__Extracted data entries__.
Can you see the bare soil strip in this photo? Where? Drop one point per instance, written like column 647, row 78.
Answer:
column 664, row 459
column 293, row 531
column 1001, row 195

...

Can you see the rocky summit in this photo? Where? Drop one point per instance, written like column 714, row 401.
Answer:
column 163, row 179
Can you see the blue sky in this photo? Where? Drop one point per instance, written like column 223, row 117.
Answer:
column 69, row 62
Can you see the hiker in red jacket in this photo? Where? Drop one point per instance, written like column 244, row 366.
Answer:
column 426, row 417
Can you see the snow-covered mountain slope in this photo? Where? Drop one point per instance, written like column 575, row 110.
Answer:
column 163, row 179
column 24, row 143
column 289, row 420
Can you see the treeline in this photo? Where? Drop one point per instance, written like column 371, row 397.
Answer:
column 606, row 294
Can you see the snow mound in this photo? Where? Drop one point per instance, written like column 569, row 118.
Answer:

...

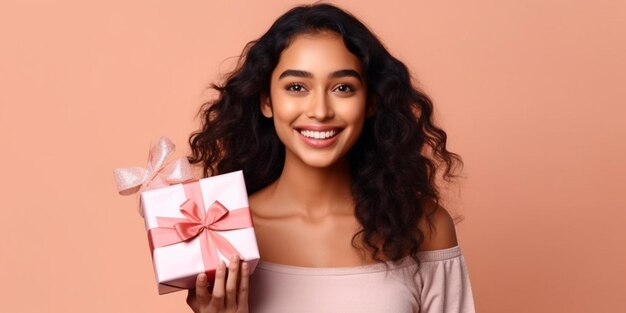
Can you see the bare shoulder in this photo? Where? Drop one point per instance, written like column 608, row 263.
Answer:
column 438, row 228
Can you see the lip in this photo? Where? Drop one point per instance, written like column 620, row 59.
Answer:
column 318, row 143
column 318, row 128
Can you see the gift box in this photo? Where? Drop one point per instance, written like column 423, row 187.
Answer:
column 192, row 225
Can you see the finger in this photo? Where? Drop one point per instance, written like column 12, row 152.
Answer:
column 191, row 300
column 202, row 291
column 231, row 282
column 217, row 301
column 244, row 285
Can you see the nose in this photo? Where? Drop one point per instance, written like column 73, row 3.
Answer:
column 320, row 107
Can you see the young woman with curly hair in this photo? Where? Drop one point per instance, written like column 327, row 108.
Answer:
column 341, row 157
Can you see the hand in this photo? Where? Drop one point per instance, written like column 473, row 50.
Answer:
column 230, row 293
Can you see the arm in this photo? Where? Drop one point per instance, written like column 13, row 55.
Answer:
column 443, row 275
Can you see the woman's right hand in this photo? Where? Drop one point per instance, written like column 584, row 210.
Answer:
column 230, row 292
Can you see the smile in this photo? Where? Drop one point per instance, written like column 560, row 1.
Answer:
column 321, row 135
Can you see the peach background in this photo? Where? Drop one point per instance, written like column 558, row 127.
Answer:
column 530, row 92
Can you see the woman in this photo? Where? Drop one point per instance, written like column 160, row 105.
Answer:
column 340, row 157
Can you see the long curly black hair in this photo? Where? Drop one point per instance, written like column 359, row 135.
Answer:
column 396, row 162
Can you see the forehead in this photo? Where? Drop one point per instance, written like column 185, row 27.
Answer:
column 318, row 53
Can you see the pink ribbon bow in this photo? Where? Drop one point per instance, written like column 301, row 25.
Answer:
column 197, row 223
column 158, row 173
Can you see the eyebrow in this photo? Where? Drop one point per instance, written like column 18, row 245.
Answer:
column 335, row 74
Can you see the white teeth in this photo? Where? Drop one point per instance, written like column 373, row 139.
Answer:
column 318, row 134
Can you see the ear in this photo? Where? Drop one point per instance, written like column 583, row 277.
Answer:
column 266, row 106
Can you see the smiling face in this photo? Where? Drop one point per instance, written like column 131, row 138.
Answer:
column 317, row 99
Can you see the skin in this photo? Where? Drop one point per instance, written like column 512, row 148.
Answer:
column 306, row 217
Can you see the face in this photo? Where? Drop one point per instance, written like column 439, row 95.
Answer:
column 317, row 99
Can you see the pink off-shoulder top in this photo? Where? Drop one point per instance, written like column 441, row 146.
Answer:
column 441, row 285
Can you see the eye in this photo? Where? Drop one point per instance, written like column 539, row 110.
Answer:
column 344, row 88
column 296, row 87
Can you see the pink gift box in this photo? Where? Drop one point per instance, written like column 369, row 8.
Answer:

__Exercise goal__. Can you rewrite everything from the line containing "Can you see the woman's" down to the line containing "column 266, row 106", with "Drop" replaced by "Place" and nothing else changed?

__Reply to the task__.
Can you see the woman's right hand in this photo? Where? Place one point per instance, written like column 584, row 210.
Answer:
column 230, row 292
Can you see the smile in this photo? Where? Place one point per instance, written like column 560, row 1.
Answer:
column 321, row 135
Can you see the peach background in this photo? Where? Place one point per instance, written like column 558, row 127.
Answer:
column 530, row 92
Can you see the woman in this photo? Where? Place one point per instance, written like column 160, row 105.
Answer:
column 340, row 157
Can you see the long curly black hair in this photo? Where? Place one point per instance, written like column 359, row 135.
Answer:
column 396, row 162
Can you see the forehead in this photo? Where? Place one point per instance, written like column 185, row 27.
Answer:
column 318, row 53
Can you see the pink ribbon bow in this photo? Where? Place one point per instance, written like column 301, row 25.
Answer:
column 197, row 223
column 158, row 173
Can you see the eyebrow in this photo? Where? Place one point per instance, written like column 18, row 245.
Answer:
column 335, row 74
Can you see the white teeth in this photo? Where? Place one point per instance, written like column 373, row 139.
Answer:
column 318, row 134
Can you see the ear in this photo? Where? Place one point per instance, written like column 583, row 277.
Answer:
column 266, row 106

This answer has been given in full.